Editing stats

Editing frequency statistics show decline in participation

Accounts per month with at least 20 article edits, January 2001 – September 2008
Ratios of high-edit users to all active users since 2005, relative to September 2008 values (article namespace only)
New accounts registered per month, October 2005 to December 2008

New statistics on editing frequency, produced by User:Dragons flight, show that the size of the active editing community of the English Wikipedia peaked in early 2007 and has declined somewhat since then. Like Wikipedia's article count, the number of active editors grew exponentially during the early years of the project. The article creation rate (which is tracked at Wikipedia:Size of Wikipedia) peaked around August 2006 at about 2400 net new articles per day and has fallen since then, to around under 1400 in recent months.

Corresponding data for the number of active editors was available from Erik Zachte's Wikipedia Statistics site, but due to the large size of the complete database dump, the numbers for English Wikipedia have not been updated since October 2006, just when Wikipedia appeared to be entering a new phase of growth. The new data shows that the community continued to grow for about six months after the peak in article growth rate, reaching a maximum of 18,126 registered user accounts (excluding bots) with at least 20 article namespace edits in the month of March 2007. By September 2008 (the last month covered by the new statistics) only 13,971 accounts made 20 or more article edits. Anonymous edits and total non-bot edits across all namespaces also peaked in March 2007.

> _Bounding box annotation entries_
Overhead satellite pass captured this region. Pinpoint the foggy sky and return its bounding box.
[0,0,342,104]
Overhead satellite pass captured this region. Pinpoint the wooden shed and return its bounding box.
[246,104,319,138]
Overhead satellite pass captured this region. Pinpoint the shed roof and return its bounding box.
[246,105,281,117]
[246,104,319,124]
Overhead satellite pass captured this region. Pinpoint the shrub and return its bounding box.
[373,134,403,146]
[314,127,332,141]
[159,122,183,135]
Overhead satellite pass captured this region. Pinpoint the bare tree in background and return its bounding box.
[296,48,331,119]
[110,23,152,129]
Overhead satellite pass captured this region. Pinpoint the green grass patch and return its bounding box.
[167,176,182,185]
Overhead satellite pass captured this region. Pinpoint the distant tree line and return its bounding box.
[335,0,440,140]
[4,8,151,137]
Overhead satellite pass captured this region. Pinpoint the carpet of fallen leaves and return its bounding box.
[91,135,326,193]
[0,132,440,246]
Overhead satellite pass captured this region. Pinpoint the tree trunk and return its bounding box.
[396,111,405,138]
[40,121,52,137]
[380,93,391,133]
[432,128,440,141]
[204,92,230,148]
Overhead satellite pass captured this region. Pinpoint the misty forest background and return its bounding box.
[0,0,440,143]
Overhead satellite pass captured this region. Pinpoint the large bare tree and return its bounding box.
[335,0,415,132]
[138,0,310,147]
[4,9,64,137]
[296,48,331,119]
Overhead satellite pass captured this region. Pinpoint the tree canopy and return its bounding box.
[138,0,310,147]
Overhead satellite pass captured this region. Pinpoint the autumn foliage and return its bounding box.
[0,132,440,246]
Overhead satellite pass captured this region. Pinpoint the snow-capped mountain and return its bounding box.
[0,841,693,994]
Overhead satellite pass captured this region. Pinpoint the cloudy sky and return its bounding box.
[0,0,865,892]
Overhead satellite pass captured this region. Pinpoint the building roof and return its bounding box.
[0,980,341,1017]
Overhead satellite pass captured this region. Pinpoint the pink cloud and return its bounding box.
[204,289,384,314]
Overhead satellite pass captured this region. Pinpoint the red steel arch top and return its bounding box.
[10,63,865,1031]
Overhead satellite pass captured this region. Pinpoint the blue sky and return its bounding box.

> _STATED TASK A_
Condense the paragraph of the editing statistics article that begins "Corresponding data for the number of active editors" into a short bulleted list that keeps its main facts.
> _STATED TASK B_
Carry the editing statistics article forward from its final sentence.
The lines play no part in this work.

> _EXERCISE RESULT A_
- Erik Zachte's Wikipedia Statistics site offered active-editor figures, but its English Wikipedia numbers had not been updated since October 2006 because the full database dump is so large.
- The new data shows the community kept growing for about six months after article growth peaked.
- The peak came in March 2007, with 18,126 registered non-bot accounts making at least 20 article namespace edits.
- By September 2008, the last month covered, the count had fallen to 13,971 accounts.
- Anonymous edits and total non-bot edits across all namespaces also peaked in March 2007.

> _EXERCISE RESULT B_
The proportion of active users who contribute heavily has remained relatively stable since the peak of activity in 2007, although active users were more likely to have high edit counts during Wikipedia's period of very rapid growth in 2005 and 2006. In 2005, users making at least one article edit in a given month were about twice as likely to make over 100 edits that month than in 2007 and 2008. However, the proportion of active users making at least 2500 article edits per month has been rising since early 2007.

User:MBisanz has charted the number of new accounts registered per month, which tells a very similar story: March 2007 recorded the largest number of new accounts, and the rate of new account creation has fallen significantly since then. Declines in activity have also been noted, and fretted about, at Wikipedia:Requests for adminship. In 2008, only 201 editors were granted adminship, compared to 408 in 2007; in December 2008, there were only nine successful requests for adminship, and on December 31, there were no active requests. However, the number of active administrators (which appears to have peaked just above 1000 early in 2008) has seen only slight decline; as of January 2, 2009 there are 944 administrators who have made at least 30 edits in the past three months.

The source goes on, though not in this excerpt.